What is needed:
Condense the paragraph in the page about City Sister Silver that begins "Alex Zucker lived in Prague" into a short bulleted list of its main facts.

To see how City Sister Silver has been received by Americans, Czechs, and Germans, see below.


Alex Zucker lived in Prague for several years, translating and copy editing. He has translated several literary works from Czech into English, including Topol's novel The Devil's Workshop and his novella Trip to the Train Station. In 2010, he won the American Literary Translators Association's National Translation Award for his translation of Petra Hůlová's novel All This Belongs to Me. He lives in Brooklyn, New York.

The editor and translator of this book have, with the author's approval, deleted portions from the Czech edition of this book, totaling about 20 pages, for a variety of reasons. If you would like to read the entire novel as it originally appeared in Czech, you can read, download, or print out the deleted text by clicking here.


What People Have Been Saying About
Jáchym Topol's Novel City Sister Silver


A masterpiece of postcommunist Czech fiction.
Talk magazine (included in April Talk 10)

Like all grand epics, Jáchym Topol's City Sister Silver ... demands to be read multiple times, so dense is it with allusion, metaphor and complexities of plot.
—Sudip Bose, Washington Post Book World

City Sister Silver is nothing short of brilliant. Topol's language is dense and apocalyptic, but his influences and intellectual fetishes (Vonnegut, Burroughs, Native American lore) should connect with American readers.
—Richard Byrne, St. Louis Magazine

Like most newly free societies, City Sister Silver is at once violent, confused, and limitless in possibility – and like most revolutions, it is nearly impossible to quit once begun.
—Peter Ritter, Rain Taxi

In pointillist, elliptical prose, Topol aptly captures the period's social dislocation, and the hallucinatory quality of even everyday experiences ... It achieves a level of horrific lyricism reminiscent of the ravings of a minor, denunciatory Old Testament prophet. ... the narrative acquires the power of truth transmitted through sharp-honed fantasy and resonant vision.
Publishers Weekly

Topol is already being hailed as the supernova of post-1989 Czech fiction . . . and Zucker has emerged as a leader of what Daylight in Nightclub Inferno calls "the new generation," already ranking among the established translators.
—Randall Lyman, San Francisco Bay Guardian

City Sister Silver marks a turning point in Czech prose, the point when literary development must finally break away and, after all the fatiguing twists and turns and subtle departures, strike out in a definite direction. . . . the novel incorporates the tremendous hum of life and raw materials that has piled up with time, and does so with verve and with bold artistic stylization. . . . Topol's novel is a cross between a picaresque novel about the wanderings of Potok, the hounded narrator, and a breakneck-paced thriller complete with agents, spies, dead bodies, and mafiosi. . . . Weaving through the story is the motif of love. The amorous tension is evident from the first sentences, and following how that yearning escalates, emerging and working its way into clarity, is one of the greatest experiences of reading this book.

Source data:
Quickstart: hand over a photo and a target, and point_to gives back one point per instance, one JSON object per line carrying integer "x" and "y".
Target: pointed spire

Exercise output:
- Alex Zucker spent several years in Prague translating and copy editing.
- He has translated several Czech literary works into English, including Topol's novel The Devil's Workshop and his novella Trip to the Train Station.
- In 2010 he won the American Literary Translators Association's National Translation Award for translating Petra Hůlová's novel All This Belongs to Me.
- He lives in Brooklyn, New York.